• Written request:
Please reproduce the items below word for word, starting at the first one and ending at the line containing "[106,109,191,259]", with that line included.

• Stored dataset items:
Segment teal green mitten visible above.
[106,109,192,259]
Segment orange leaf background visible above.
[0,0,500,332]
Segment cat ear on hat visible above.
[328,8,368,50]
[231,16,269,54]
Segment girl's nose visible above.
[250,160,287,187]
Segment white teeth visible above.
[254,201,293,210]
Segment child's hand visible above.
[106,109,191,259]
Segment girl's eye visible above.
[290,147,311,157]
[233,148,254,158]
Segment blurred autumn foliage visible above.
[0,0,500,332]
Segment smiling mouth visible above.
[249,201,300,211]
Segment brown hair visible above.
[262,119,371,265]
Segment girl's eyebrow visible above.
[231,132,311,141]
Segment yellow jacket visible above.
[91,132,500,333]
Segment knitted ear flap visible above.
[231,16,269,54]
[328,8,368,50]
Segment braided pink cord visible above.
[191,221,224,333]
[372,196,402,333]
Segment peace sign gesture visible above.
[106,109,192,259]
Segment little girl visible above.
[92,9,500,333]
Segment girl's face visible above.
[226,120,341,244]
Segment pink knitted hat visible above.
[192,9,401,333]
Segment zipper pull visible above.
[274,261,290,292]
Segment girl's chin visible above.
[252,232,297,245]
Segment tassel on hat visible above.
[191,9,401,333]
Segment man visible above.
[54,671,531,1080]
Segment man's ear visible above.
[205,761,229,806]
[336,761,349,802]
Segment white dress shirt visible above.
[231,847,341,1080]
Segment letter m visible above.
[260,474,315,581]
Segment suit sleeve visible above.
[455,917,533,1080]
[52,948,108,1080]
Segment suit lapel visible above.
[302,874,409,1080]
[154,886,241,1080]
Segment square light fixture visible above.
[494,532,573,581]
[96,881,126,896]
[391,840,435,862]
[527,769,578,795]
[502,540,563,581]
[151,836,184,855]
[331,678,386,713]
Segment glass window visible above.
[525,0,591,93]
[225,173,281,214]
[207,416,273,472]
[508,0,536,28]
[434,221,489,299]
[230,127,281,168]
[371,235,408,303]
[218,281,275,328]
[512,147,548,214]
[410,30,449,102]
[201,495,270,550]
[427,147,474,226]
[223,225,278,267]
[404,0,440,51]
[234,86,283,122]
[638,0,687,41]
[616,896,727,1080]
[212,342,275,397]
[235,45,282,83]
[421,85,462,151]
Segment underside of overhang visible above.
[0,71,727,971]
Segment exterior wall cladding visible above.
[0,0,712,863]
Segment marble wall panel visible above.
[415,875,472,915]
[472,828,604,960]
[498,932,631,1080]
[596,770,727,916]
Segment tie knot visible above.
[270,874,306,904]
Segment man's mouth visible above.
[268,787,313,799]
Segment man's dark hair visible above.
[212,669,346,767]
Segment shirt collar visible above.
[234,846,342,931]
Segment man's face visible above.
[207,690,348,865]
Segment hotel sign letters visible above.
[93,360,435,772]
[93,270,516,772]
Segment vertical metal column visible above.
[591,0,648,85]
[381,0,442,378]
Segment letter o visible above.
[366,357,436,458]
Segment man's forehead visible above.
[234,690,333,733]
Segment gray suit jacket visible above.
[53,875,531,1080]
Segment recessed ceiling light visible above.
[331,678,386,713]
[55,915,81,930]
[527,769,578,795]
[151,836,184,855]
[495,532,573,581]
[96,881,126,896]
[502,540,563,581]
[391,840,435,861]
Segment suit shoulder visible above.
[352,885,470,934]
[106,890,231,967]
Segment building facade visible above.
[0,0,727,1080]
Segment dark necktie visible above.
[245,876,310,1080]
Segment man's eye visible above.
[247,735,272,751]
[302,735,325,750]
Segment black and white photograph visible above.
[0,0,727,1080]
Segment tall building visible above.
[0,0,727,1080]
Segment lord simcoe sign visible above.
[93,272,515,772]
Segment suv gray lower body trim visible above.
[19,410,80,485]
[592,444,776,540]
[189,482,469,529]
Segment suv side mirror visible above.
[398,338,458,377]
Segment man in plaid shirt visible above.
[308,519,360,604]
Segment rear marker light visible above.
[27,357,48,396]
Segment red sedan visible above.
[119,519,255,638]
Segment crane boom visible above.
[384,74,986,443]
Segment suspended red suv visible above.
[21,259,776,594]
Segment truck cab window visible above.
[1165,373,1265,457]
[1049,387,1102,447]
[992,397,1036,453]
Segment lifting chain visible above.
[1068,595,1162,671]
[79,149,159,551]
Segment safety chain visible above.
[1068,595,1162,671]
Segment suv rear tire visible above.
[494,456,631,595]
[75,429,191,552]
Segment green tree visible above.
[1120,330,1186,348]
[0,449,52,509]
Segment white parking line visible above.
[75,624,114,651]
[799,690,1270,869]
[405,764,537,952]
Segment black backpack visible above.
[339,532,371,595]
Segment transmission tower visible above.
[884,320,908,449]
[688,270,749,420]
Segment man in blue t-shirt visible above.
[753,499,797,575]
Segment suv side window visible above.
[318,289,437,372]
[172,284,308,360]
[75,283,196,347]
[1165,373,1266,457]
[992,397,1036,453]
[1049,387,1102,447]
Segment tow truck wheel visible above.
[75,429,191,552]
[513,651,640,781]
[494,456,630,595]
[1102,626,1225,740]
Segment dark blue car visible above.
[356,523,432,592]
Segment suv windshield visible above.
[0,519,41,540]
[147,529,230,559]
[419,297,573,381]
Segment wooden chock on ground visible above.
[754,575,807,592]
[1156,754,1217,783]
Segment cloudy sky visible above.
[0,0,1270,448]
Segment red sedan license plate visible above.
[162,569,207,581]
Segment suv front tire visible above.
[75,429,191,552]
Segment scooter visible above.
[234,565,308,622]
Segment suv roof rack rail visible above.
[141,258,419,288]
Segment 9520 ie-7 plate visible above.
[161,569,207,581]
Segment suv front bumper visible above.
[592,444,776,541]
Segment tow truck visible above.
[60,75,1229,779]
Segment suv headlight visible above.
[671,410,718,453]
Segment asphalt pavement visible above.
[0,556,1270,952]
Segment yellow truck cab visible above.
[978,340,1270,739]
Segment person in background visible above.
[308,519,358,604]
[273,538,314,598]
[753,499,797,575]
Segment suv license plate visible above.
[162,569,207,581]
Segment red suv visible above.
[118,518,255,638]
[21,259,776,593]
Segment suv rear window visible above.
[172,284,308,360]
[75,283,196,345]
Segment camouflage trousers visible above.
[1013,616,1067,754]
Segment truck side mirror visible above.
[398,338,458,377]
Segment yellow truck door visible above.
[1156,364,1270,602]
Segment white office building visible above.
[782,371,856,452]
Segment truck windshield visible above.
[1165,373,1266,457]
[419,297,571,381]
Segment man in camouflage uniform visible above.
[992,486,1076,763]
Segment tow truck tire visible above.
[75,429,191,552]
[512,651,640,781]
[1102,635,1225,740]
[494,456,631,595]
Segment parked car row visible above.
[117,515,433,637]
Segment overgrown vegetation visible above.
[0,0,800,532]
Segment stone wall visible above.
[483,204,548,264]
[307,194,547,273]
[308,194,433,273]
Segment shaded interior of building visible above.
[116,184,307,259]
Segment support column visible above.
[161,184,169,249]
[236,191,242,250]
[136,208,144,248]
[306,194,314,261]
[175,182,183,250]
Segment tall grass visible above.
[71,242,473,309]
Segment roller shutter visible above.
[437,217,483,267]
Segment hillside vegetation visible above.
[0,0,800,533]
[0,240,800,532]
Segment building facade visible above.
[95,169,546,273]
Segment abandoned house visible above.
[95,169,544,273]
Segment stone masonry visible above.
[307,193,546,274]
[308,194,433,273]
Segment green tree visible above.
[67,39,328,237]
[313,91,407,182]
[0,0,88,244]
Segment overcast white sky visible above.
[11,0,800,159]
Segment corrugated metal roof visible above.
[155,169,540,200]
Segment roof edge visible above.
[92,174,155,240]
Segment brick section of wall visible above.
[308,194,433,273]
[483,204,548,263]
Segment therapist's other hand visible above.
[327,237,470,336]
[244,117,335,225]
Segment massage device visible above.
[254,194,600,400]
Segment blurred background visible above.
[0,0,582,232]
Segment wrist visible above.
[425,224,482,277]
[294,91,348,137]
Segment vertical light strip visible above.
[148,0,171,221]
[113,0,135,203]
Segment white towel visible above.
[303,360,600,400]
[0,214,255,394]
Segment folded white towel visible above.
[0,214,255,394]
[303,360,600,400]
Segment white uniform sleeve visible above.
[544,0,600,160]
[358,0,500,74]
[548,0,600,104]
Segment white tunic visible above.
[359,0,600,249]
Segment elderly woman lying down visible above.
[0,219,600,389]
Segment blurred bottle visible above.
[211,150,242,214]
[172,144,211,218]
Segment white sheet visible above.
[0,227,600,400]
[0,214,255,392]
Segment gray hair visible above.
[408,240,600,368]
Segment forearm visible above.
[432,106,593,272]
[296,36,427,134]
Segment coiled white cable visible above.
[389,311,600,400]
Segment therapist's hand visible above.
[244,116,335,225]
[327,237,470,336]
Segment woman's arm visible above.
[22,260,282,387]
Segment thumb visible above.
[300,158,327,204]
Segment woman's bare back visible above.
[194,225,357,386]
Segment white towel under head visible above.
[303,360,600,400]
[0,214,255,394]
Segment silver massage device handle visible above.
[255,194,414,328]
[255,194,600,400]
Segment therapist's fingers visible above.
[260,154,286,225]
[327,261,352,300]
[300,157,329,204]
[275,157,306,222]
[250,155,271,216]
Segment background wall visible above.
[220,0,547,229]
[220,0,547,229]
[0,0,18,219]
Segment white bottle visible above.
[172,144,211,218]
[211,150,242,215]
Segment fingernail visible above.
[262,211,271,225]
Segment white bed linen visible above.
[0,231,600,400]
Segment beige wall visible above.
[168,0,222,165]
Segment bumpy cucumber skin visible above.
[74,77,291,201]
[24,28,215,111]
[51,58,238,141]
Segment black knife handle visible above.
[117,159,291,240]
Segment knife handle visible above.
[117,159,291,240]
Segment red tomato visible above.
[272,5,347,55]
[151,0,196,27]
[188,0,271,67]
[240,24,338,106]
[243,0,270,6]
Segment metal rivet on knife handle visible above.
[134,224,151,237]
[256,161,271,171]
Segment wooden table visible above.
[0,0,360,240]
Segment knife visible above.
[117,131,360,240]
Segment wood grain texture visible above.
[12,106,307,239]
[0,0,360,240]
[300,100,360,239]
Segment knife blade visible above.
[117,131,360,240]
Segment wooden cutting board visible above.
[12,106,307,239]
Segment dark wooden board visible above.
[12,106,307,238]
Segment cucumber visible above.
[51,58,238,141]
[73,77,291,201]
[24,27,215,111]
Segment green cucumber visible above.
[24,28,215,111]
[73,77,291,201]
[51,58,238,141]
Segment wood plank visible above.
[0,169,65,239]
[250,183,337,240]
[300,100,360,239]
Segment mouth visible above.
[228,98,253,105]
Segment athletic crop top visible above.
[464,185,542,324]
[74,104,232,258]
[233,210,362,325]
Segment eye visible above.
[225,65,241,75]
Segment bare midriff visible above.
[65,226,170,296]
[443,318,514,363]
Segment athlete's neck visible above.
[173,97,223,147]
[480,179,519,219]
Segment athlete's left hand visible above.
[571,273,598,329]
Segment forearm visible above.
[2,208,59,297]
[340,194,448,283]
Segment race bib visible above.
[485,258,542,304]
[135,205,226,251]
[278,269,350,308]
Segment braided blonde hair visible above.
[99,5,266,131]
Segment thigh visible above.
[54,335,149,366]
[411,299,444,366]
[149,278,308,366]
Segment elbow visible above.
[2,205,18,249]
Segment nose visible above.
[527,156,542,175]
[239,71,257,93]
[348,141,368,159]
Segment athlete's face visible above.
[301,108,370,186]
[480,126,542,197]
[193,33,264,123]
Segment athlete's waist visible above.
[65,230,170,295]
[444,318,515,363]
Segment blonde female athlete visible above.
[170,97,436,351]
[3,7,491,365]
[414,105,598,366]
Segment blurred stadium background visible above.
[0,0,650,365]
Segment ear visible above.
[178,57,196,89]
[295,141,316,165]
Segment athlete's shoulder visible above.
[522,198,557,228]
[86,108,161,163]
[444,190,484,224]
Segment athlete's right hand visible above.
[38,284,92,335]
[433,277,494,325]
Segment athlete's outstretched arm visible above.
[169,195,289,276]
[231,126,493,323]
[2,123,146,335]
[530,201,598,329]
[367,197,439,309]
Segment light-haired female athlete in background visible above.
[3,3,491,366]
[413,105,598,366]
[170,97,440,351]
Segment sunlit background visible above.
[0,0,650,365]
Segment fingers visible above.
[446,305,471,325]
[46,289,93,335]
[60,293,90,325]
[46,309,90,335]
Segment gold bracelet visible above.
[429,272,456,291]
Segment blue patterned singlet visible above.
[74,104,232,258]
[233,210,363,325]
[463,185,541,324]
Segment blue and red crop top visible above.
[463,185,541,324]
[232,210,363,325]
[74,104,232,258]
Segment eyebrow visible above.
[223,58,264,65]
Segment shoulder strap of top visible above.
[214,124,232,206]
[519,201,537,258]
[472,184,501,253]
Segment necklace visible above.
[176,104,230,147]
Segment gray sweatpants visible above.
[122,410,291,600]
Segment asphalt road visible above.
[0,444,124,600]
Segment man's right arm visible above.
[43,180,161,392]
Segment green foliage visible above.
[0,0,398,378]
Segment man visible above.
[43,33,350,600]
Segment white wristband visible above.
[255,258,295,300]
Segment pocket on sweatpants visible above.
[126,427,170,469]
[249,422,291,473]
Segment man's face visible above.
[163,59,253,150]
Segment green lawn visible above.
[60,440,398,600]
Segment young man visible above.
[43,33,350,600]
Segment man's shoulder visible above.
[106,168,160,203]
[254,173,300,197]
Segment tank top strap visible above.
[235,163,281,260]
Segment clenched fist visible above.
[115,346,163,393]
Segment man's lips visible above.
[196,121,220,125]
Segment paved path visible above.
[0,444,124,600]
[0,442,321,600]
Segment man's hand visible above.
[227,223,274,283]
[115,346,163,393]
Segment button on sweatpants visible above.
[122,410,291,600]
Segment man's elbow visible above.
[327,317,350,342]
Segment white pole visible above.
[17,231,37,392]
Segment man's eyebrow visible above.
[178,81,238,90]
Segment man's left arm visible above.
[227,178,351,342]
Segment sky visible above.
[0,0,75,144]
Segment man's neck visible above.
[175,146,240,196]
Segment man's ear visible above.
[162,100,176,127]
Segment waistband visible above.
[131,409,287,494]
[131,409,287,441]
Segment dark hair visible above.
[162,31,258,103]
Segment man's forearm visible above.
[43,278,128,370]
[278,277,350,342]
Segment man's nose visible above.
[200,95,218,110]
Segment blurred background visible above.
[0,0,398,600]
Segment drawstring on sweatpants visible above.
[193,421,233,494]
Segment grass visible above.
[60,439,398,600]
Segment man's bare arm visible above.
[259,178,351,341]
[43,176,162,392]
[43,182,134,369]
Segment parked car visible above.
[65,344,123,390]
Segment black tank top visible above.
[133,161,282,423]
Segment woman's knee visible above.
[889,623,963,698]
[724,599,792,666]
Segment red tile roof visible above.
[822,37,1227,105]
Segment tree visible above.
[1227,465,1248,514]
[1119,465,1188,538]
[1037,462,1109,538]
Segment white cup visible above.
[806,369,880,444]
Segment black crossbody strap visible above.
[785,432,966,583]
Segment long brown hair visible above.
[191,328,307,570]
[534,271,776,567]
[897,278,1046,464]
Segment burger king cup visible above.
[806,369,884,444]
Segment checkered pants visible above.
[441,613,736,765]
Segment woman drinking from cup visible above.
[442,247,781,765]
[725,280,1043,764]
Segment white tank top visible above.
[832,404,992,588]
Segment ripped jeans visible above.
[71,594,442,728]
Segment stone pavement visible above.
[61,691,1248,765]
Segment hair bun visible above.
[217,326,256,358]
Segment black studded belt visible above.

• Answer to the exercise:
Segment teal green mitten visible above.
[106,109,192,259]
Segment orange leaf background visible above.
[0,0,500,332]
Segment cat ear on hat visible above.
[328,8,368,50]
[231,16,269,54]
Segment girl's nose visible above.
[250,160,287,187]
Segment white teeth visible above.
[254,201,293,210]
Segment child's hand visible above.
[106,109,191,259]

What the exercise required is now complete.